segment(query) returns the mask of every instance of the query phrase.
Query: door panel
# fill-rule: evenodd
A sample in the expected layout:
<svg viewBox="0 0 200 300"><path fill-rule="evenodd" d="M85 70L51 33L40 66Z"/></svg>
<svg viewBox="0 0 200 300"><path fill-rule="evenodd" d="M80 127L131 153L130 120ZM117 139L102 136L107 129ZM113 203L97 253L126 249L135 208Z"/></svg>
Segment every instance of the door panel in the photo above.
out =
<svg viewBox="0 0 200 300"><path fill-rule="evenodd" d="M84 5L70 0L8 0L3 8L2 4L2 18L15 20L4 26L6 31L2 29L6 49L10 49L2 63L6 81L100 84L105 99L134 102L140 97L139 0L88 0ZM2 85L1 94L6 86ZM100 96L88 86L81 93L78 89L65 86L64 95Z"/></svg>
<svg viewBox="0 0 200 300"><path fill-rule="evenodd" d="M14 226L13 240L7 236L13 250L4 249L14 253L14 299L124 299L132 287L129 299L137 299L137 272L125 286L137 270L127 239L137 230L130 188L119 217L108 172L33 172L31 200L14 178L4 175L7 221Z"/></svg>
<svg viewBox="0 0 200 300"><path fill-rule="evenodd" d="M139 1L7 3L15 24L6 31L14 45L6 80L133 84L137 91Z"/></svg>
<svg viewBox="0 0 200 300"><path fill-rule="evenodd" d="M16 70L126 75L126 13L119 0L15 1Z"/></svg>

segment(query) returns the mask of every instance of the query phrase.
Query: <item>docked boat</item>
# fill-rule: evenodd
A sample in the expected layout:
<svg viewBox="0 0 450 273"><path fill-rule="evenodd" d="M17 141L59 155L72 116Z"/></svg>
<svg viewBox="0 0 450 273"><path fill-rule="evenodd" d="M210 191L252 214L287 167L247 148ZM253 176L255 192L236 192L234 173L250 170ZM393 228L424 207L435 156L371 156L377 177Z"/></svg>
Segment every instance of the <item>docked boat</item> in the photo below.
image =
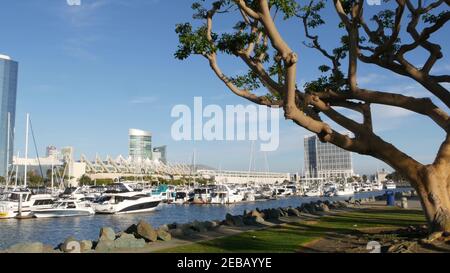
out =
<svg viewBox="0 0 450 273"><path fill-rule="evenodd" d="M211 203L211 193L213 190L209 187L201 187L194 189L194 198L192 204L209 204Z"/></svg>
<svg viewBox="0 0 450 273"><path fill-rule="evenodd" d="M322 191L319 189L310 189L304 193L306 197L320 197L322 196Z"/></svg>
<svg viewBox="0 0 450 273"><path fill-rule="evenodd" d="M218 186L210 196L211 204L233 204L244 200L244 195L241 191L231 189L227 185Z"/></svg>
<svg viewBox="0 0 450 273"><path fill-rule="evenodd" d="M125 183L114 183L112 188L93 204L98 214L125 214L154 211L162 202L159 196L135 192Z"/></svg>
<svg viewBox="0 0 450 273"><path fill-rule="evenodd" d="M392 180L386 181L384 184L384 188L386 190L395 190L397 188L397 185L395 185L395 182Z"/></svg>
<svg viewBox="0 0 450 273"><path fill-rule="evenodd" d="M77 200L60 200L51 208L38 209L32 212L36 218L60 218L74 216L89 216L95 213L89 202Z"/></svg>
<svg viewBox="0 0 450 273"><path fill-rule="evenodd" d="M354 194L355 190L350 184L345 184L344 186L339 187L336 191L336 196L350 196Z"/></svg>
<svg viewBox="0 0 450 273"><path fill-rule="evenodd" d="M54 200L50 194L33 194L28 189L6 193L0 201L0 219L30 216L34 210L50 208Z"/></svg>

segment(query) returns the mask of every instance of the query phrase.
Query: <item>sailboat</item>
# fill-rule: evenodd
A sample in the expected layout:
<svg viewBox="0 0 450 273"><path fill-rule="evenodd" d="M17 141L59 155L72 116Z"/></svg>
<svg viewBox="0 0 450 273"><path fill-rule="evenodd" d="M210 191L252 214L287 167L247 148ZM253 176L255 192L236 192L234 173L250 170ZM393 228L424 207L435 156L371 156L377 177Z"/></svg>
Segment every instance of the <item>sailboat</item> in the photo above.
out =
<svg viewBox="0 0 450 273"><path fill-rule="evenodd" d="M54 198L50 194L33 194L29 189L27 189L29 124L30 115L27 114L23 188L14 189L12 192L7 194L4 200L0 201L0 219L28 217L31 215L33 210L49 208L53 204Z"/></svg>

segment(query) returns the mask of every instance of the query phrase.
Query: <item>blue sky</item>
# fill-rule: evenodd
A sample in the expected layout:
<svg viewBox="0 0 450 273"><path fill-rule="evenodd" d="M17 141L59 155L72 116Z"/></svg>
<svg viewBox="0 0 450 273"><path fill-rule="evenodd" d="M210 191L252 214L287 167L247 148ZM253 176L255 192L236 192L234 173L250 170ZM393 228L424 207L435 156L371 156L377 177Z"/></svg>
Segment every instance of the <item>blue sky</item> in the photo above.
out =
<svg viewBox="0 0 450 273"><path fill-rule="evenodd" d="M222 169L246 170L251 143L175 142L170 128L176 104L247 104L230 94L200 57L180 62L173 58L177 46L174 26L191 20L191 1L185 0L82 0L80 7L65 0L2 0L0 53L19 61L16 149L23 153L25 113L32 116L39 152L45 146L74 146L77 156L127 154L128 128L153 132L155 145L168 145L169 160L188 162L195 148L199 163ZM380 7L370 7L375 12ZM337 17L327 14L322 44L335 42ZM283 34L299 53L300 82L314 79L323 59L305 48L297 22L283 22ZM216 31L231 29L220 21ZM448 52L448 27L438 34ZM409 56L423 63L422 53ZM221 59L229 75L244 71L233 58ZM447 59L436 72L448 74ZM361 66L360 85L408 95L429 96L406 78ZM444 108L445 109L445 108ZM448 110L448 109L446 109ZM443 132L427 118L386 107L374 110L377 133L419 161L429 163L443 140ZM401 126L401 129L398 129ZM280 147L267 154L272 171L302 171L305 130L280 121ZM264 169L264 156L254 154L256 169ZM354 155L359 173L372 173L383 163Z"/></svg>

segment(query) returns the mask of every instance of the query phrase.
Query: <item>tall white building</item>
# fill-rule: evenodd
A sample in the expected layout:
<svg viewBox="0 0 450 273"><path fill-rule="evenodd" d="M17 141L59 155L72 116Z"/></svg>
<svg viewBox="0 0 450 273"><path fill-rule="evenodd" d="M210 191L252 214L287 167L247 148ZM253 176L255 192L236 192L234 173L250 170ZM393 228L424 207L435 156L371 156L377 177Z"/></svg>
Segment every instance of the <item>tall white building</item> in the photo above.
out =
<svg viewBox="0 0 450 273"><path fill-rule="evenodd" d="M354 175L352 153L331 143L323 143L316 135L305 136L305 179L326 181Z"/></svg>
<svg viewBox="0 0 450 273"><path fill-rule="evenodd" d="M152 157L152 134L147 131L130 129L128 154L135 162L142 162Z"/></svg>

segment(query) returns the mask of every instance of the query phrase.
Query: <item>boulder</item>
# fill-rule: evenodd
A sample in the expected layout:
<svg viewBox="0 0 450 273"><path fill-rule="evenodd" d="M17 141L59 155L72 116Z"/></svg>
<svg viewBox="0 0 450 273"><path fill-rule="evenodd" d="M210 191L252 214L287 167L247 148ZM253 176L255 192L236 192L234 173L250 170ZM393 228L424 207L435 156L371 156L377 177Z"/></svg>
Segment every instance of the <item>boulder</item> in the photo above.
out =
<svg viewBox="0 0 450 273"><path fill-rule="evenodd" d="M197 232L206 232L208 229L206 228L205 222L194 221L191 224L191 228Z"/></svg>
<svg viewBox="0 0 450 273"><path fill-rule="evenodd" d="M172 224L168 224L167 227L169 228L169 230L176 229L178 227L178 223L173 222Z"/></svg>
<svg viewBox="0 0 450 273"><path fill-rule="evenodd" d="M125 229L125 233L136 235L137 234L137 225L136 224L132 224L127 229Z"/></svg>
<svg viewBox="0 0 450 273"><path fill-rule="evenodd" d="M280 219L281 214L278 209L269 209L266 214L266 218L269 220L278 220Z"/></svg>
<svg viewBox="0 0 450 273"><path fill-rule="evenodd" d="M156 242L158 240L158 234L152 225L142 220L137 224L137 235L149 242Z"/></svg>
<svg viewBox="0 0 450 273"><path fill-rule="evenodd" d="M244 226L244 217L242 215L231 215L227 217L226 223L229 226L241 227Z"/></svg>
<svg viewBox="0 0 450 273"><path fill-rule="evenodd" d="M300 216L300 211L298 211L297 209L294 209L294 208L289 208L288 215L289 216Z"/></svg>
<svg viewBox="0 0 450 273"><path fill-rule="evenodd" d="M81 244L75 238L69 237L59 246L59 249L65 253L80 253Z"/></svg>
<svg viewBox="0 0 450 273"><path fill-rule="evenodd" d="M83 240L80 242L81 252L89 252L92 250L93 243L89 240Z"/></svg>
<svg viewBox="0 0 450 273"><path fill-rule="evenodd" d="M208 230L213 230L213 229L217 228L219 225L220 225L219 221L206 221L205 222L205 227Z"/></svg>
<svg viewBox="0 0 450 273"><path fill-rule="evenodd" d="M15 244L6 250L7 253L43 253L44 244L40 242Z"/></svg>
<svg viewBox="0 0 450 273"><path fill-rule="evenodd" d="M95 251L100 253L110 252L113 249L114 249L114 241L105 238L103 239L101 238L95 245Z"/></svg>
<svg viewBox="0 0 450 273"><path fill-rule="evenodd" d="M165 229L159 228L157 231L158 239L162 241L170 241L172 240L172 235Z"/></svg>
<svg viewBox="0 0 450 273"><path fill-rule="evenodd" d="M329 212L329 211L330 211L330 208L329 208L325 203L321 203L321 204L318 206L317 210L318 210L318 211L321 211L321 212Z"/></svg>
<svg viewBox="0 0 450 273"><path fill-rule="evenodd" d="M172 235L172 237L181 237L184 235L183 230L181 228L171 229L170 234Z"/></svg>
<svg viewBox="0 0 450 273"><path fill-rule="evenodd" d="M260 216L246 216L244 217L243 222L248 226L257 226L265 223L264 218Z"/></svg>
<svg viewBox="0 0 450 273"><path fill-rule="evenodd" d="M338 201L338 202L336 203L336 206L337 206L338 208L340 208L340 209L348 208L347 203L346 203L346 202L343 202L343 201Z"/></svg>
<svg viewBox="0 0 450 273"><path fill-rule="evenodd" d="M98 237L100 239L103 238L105 240L114 241L116 239L116 233L114 232L114 229L110 227L102 227Z"/></svg>
<svg viewBox="0 0 450 273"><path fill-rule="evenodd" d="M259 212L257 209L250 211L247 216L255 216L264 218L264 213Z"/></svg>
<svg viewBox="0 0 450 273"><path fill-rule="evenodd" d="M161 226L159 226L158 229L162 229L164 231L169 231L170 230L169 225L161 225Z"/></svg>
<svg viewBox="0 0 450 273"><path fill-rule="evenodd" d="M145 247L144 239L136 239L133 234L122 233L119 238L114 241L114 248L130 249Z"/></svg>

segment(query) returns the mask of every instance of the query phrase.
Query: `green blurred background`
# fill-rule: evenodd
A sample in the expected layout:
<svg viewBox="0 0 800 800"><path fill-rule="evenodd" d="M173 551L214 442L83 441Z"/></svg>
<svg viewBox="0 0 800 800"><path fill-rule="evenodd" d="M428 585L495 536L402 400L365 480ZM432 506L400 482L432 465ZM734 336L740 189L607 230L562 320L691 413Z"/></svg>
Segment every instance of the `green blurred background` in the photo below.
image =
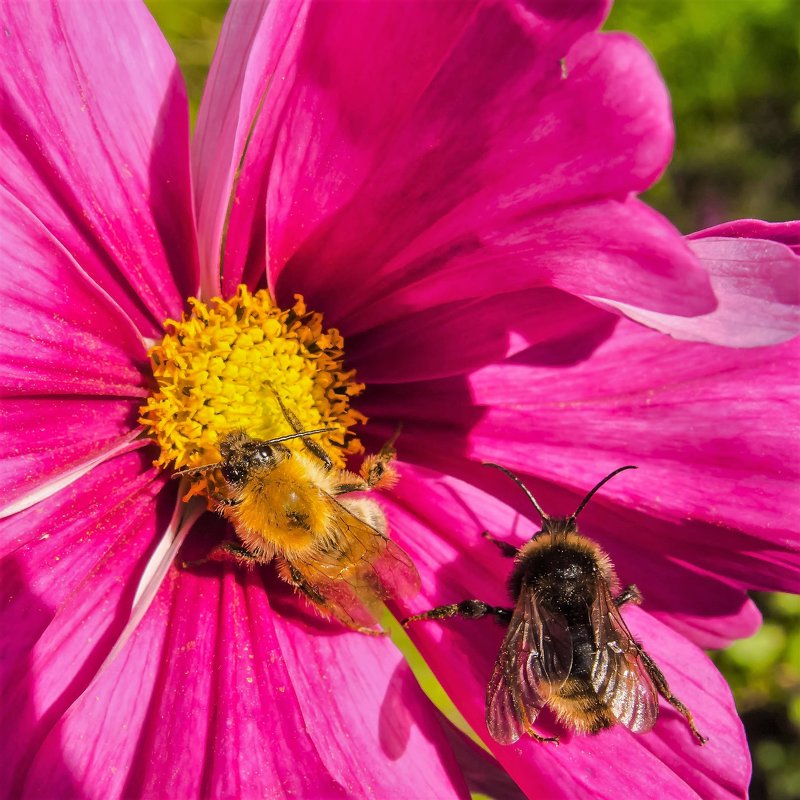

....

In the records above, find the lines holding "tall". Copy each one.

◆ FINISHED EXERCISE:
Query: <item>tall white building</item>
Segment every instance of the <item>tall white building</item> in the photo above.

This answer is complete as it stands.